EXERCISE PROMPT
How many lines in the records below contain the word "tree"? Case counts, so match capitals exactly, and reply with the number alone.

___

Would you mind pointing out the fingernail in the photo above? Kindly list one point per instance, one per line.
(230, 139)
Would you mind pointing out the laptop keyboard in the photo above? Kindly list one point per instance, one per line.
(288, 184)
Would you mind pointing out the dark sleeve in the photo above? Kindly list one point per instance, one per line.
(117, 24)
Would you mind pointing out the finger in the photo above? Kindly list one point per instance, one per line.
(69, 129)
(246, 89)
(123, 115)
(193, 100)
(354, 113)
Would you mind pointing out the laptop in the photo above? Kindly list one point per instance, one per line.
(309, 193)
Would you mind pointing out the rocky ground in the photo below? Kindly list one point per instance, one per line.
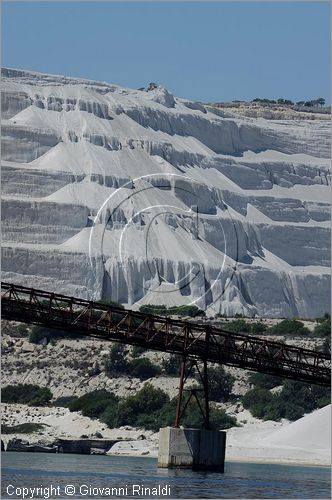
(75, 367)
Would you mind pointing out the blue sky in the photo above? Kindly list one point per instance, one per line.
(204, 51)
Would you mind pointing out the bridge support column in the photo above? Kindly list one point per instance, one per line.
(197, 449)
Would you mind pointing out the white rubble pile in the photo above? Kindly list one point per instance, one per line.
(144, 198)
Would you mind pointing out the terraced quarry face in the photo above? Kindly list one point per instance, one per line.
(141, 197)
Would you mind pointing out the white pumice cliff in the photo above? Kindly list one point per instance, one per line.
(142, 197)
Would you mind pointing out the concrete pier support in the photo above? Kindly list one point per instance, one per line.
(197, 449)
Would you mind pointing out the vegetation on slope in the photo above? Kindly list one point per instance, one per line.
(150, 409)
(29, 394)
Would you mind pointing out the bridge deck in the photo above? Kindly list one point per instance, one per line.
(186, 338)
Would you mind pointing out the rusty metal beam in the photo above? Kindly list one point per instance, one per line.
(194, 341)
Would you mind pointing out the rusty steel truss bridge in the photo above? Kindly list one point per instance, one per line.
(190, 340)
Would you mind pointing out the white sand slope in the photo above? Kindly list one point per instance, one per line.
(306, 441)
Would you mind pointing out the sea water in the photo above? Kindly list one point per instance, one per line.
(40, 475)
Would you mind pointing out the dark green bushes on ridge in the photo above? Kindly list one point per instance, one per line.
(33, 395)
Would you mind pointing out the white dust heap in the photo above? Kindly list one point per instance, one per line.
(142, 197)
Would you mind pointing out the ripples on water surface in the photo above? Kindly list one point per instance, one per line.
(239, 480)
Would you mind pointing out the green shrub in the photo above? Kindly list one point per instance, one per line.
(144, 405)
(172, 365)
(27, 428)
(295, 399)
(137, 351)
(38, 333)
(220, 384)
(258, 327)
(143, 369)
(264, 381)
(289, 327)
(33, 395)
(93, 404)
(64, 401)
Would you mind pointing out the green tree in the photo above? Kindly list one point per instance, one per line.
(143, 368)
(172, 365)
(94, 403)
(30, 394)
(289, 327)
(323, 329)
(264, 381)
(220, 384)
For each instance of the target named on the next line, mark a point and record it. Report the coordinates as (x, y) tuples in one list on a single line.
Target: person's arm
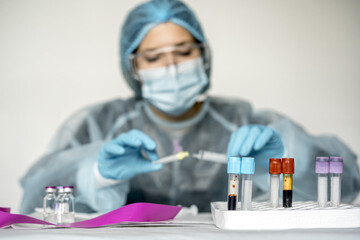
[(71, 162), (304, 148)]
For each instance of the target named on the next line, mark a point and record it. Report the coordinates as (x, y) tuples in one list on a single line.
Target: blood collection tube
[(322, 169), (335, 170), (247, 171), (274, 171), (288, 171), (233, 184)]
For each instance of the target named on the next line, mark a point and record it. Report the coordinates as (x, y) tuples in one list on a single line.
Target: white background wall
[(301, 58)]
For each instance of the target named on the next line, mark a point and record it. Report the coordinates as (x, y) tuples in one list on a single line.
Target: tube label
[(287, 182)]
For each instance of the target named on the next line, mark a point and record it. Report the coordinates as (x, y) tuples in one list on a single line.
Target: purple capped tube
[(322, 169), (335, 170)]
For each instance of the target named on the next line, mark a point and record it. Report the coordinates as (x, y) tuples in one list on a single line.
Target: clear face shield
[(168, 56)]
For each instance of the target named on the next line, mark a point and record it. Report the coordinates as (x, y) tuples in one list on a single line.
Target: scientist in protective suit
[(106, 150)]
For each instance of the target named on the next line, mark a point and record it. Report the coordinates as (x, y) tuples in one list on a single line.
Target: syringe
[(172, 158), (210, 156)]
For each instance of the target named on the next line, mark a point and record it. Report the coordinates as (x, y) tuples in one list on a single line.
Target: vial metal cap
[(247, 165), (288, 166), (275, 165), (50, 189), (234, 165), (68, 189), (336, 165), (322, 165), (60, 189)]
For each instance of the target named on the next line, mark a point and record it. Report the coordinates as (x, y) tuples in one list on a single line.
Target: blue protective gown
[(75, 148)]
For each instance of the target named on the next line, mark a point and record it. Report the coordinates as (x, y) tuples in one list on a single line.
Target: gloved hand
[(122, 159), (256, 141)]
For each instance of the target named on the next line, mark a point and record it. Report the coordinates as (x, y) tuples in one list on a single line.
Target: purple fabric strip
[(137, 212), (5, 210)]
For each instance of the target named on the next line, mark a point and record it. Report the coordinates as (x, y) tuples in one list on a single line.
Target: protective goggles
[(165, 56)]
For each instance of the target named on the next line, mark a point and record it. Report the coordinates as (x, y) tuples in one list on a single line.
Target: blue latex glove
[(122, 159), (257, 141)]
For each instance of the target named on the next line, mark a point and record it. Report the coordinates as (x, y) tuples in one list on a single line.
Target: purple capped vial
[(335, 170), (322, 169)]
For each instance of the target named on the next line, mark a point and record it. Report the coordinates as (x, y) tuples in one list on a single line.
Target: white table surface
[(196, 227)]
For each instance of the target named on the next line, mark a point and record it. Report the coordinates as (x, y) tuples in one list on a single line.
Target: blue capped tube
[(322, 169), (234, 164), (335, 170), (247, 171)]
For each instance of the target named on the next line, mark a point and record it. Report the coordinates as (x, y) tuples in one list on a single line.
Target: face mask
[(174, 89)]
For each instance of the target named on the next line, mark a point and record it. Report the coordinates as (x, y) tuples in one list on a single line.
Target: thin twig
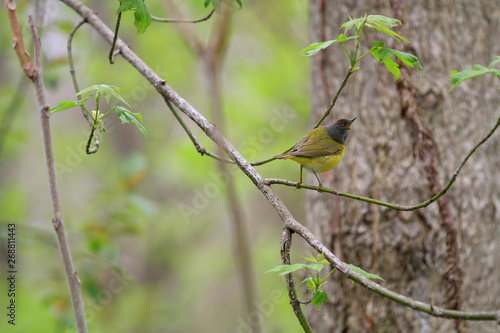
[(112, 50), (289, 221), (334, 100), (286, 242), (325, 114), (199, 148), (10, 111), (375, 287), (387, 204), (17, 38), (77, 89), (166, 20), (35, 74)]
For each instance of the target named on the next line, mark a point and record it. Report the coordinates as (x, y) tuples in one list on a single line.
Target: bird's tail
[(282, 156)]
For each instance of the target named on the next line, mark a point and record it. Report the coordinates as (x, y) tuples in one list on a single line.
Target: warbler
[(322, 149)]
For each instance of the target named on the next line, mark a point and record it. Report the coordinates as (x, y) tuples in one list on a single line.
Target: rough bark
[(409, 249)]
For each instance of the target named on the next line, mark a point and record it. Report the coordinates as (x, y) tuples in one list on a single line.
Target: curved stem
[(166, 20), (261, 183)]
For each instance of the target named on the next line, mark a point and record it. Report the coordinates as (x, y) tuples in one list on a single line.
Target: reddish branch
[(34, 73), (452, 274)]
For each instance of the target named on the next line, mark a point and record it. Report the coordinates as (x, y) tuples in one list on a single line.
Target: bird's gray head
[(339, 131)]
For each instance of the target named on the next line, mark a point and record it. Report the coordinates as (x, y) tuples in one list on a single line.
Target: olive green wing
[(317, 143)]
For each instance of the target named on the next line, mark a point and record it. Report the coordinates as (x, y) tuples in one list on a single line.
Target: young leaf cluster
[(216, 4), (379, 23), (107, 91)]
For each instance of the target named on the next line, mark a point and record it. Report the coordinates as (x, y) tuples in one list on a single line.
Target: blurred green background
[(145, 264)]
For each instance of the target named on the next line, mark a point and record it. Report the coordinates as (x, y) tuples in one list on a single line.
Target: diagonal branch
[(34, 72), (387, 204), (283, 212), (77, 89), (166, 20)]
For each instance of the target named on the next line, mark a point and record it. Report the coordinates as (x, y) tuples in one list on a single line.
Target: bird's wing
[(316, 144)]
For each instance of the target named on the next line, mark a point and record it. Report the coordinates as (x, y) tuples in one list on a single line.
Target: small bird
[(322, 149)]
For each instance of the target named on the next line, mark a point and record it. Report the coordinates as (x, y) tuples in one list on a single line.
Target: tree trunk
[(410, 250)]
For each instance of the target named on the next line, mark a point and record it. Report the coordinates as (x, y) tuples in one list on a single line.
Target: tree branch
[(112, 50), (285, 215), (17, 39), (166, 20), (77, 89), (34, 72), (387, 204), (452, 275)]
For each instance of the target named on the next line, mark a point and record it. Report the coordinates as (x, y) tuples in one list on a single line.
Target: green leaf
[(127, 116), (478, 70), (319, 298), (317, 267), (495, 62), (215, 4), (383, 20), (64, 105), (384, 54), (106, 90), (352, 23), (378, 23), (316, 47), (364, 273), (286, 269), (142, 17)]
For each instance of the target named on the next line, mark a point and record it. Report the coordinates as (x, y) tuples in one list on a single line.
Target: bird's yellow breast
[(320, 164)]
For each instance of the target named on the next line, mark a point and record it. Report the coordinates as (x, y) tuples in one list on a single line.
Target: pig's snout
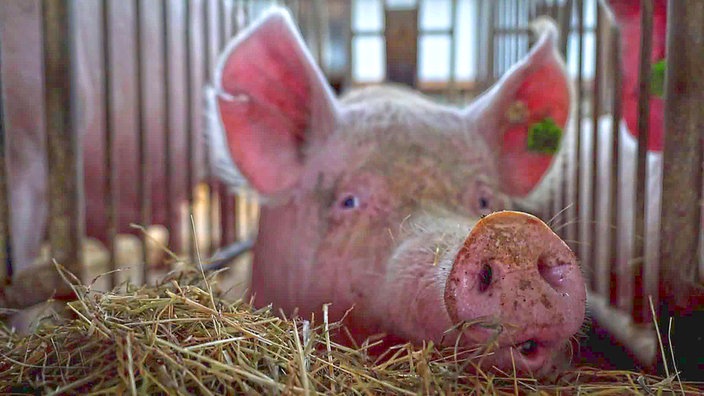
[(516, 283)]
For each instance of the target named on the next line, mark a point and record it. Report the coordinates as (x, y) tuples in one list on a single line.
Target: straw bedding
[(180, 337)]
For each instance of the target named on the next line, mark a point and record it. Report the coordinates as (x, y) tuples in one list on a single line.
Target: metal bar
[(619, 272), (578, 138), (143, 190), (211, 48), (572, 188), (479, 48), (66, 217), (518, 22), (565, 17), (110, 179), (190, 157), (643, 285), (490, 42), (168, 130), (452, 86), (600, 282), (682, 162), (5, 242)]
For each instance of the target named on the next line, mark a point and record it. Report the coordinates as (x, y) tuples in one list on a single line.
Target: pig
[(396, 210), (627, 15)]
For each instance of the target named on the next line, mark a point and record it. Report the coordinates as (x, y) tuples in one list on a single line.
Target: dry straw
[(181, 338)]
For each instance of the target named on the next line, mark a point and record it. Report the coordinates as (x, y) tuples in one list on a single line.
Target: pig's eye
[(350, 202), (483, 203)]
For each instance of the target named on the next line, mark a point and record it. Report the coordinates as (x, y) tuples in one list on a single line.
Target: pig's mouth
[(529, 352)]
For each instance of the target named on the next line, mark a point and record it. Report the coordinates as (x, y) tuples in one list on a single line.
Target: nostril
[(485, 276), (553, 272), (528, 348)]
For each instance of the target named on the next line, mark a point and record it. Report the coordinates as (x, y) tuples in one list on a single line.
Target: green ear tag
[(544, 137), (657, 78)]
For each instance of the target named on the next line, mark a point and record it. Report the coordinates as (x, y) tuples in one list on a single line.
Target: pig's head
[(392, 204)]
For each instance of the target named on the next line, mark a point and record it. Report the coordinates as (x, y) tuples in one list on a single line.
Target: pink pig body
[(389, 204)]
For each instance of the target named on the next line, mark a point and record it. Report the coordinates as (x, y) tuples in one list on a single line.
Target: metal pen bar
[(643, 286), (211, 46), (168, 184), (190, 158), (490, 43), (143, 190), (5, 242), (111, 194), (600, 282), (453, 51), (620, 291), (579, 4), (66, 217), (682, 156)]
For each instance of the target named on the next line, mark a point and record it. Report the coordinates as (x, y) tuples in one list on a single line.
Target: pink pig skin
[(374, 202), (628, 15)]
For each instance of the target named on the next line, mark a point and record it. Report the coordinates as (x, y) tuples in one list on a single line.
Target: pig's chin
[(536, 353)]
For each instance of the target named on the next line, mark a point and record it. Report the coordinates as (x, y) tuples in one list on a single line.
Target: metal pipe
[(645, 280), (190, 158), (5, 242), (168, 184), (682, 156), (143, 190), (578, 137), (600, 280), (65, 208), (111, 195), (616, 293)]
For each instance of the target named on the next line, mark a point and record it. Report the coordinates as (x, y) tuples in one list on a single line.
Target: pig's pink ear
[(273, 101), (524, 115)]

___

FINAL RESULT
3